WORK TO DO
#1 Translate this sentence from the SAC vision encoder change into Spanish: "Added support with custom pretrained vision encoder to the modeling sac implementation."
#2 Using the SAC vision encoder change, decide whether each statement agrees with it. Answer yes or no, and quote the words that decide it.
(a) The vision_encoder_name field defaults to "microsoft/resnet-18".
(b) The shared_encoder field defaults to True.
(c) After a pretrained vision encoder is loaded, the encoder is frozen.
#3 From the SAC vision encoder change, reproduce the part that opens with the words containing "image_encoder_hidden_dim: int = 32" and closes with "super().__init__()".

[Port HIL-SERL] Add HF vision encoder option in SAC (#651)

Added support with custom pretrained vision encoder to the modeling sac implementation. Great job @ChorntonYoel !

lerobot/common/policies/sac/configuration_sac.py

@@ -55,6 +55,7 @@ class SACConfig:
     )
     camera_number: int = 1
     # Add type annotations for these fields:
+    vision_encoder_name: str = field(default="microsoft/resnet-18")
     image_encoder_hidden_dim: int = 32
     shared_encoder: bool = False
     discount: float = 0.99

lerobot/common/policies/sac/modeling_sac.py

@@ -473,7 +473,20 @@ class SACObservationEncoder(nn.Module):
         """
         super().__init__()
         self.config = config
+        self.has_pretrained_vision_encoder = False
         if "observation.image" in config.input_shapes:
+            self.camera_number = config.camera_number
+            self.aggregation_size: int = 0
+            if self.config.vision_encoder_name is not None:
+                self.has_pretrained_vision_encoder = True
+                self.image_enc_layers, self.image_enc_out_shape = self._load_pretrained_vision_encoder()
+                self.freeze_encoder()
+                self.image_enc_proj = nn.Sequential(
+                    nn.Linear(np.prod(self.image_enc_out_shape), config.latent_dim),
+                    nn.LayerNorm(config.latent_dim),
+                    nn.Tanh(),
+                )
+            else:
                 self.image_enc_layers = nn.Sequential(
                     nn.Conv2d(
                         in_channels=config.input_shapes["observation.image"][0],
@@ -504,23 +517,17 @@ class SACObservationEncoder(nn.Module):
                     ),
                     nn.ReLU(),
                 )
-            self.camera_number = config.camera_number
-            self.aggregation_size: int = 0
-
                 dummy_batch = torch.zeros(1, *config.input_shapes["observation.image"])
                 with torch.inference_mode():
-                out_shape = self.image_enc_layers(dummy_batch).shape[1:]
+                    self.image_enc_out_shape = self.image_enc_layers(dummy_batch).shape[1:]
                 self.image_enc_layers.extend(
-                sequential=nn.Sequential(
+                    nn.Sequential(
                         nn.Flatten(),
-                    nn.Linear(
+                        nn.Linear(np.prod(self.image_enc_out_shape), config.latent_dim),
-                        in_features=np.prod(out_shape) * self.camera_number, out_features=config.latent_dim
+                        nn.LayerNorm(config.latent_dim),
-                    ),
-                    nn.LayerNorm(normalized_shape=config.latent_dim),
                         nn.Tanh(),
                     )
                 )
-
             self.aggregation_size += config.latent_dim * self.camera_number
         if "observation.state" in config.input_shapes:
             self.state_enc_layers = nn.Sequential(
@@ -541,10 +548,27 @@ class SACObservationEncoder(nn.Module):
                 nn.LayerNorm(normalized_shape=config.latent_dim),
                 nn.Tanh(),
             )

RECORDED INFORMATION

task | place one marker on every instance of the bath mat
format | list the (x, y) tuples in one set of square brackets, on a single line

ANSWERS PER TASK
#1 Se añadió compatibilidad con un codificador de visión preentrenado personalizado a la implementación de modeling sac.

#2
(a) Yes: "vision_encoder_name: str = field(default="microsoft/resnet-18")"
(b) No: "shared_encoder: bool = False"
(c) Yes: "self.freeze_encoder()"

#3
image_encoder_hidden_dim: int = 32
     shared_encoder: bool = False
     discount: float = 0.99

lerobot/common/policies/sac/modeling_sac.py

@@ -473,7 +473,20 @@ class SACObservationEncoder(nn.Module):
         """
         super().__init__()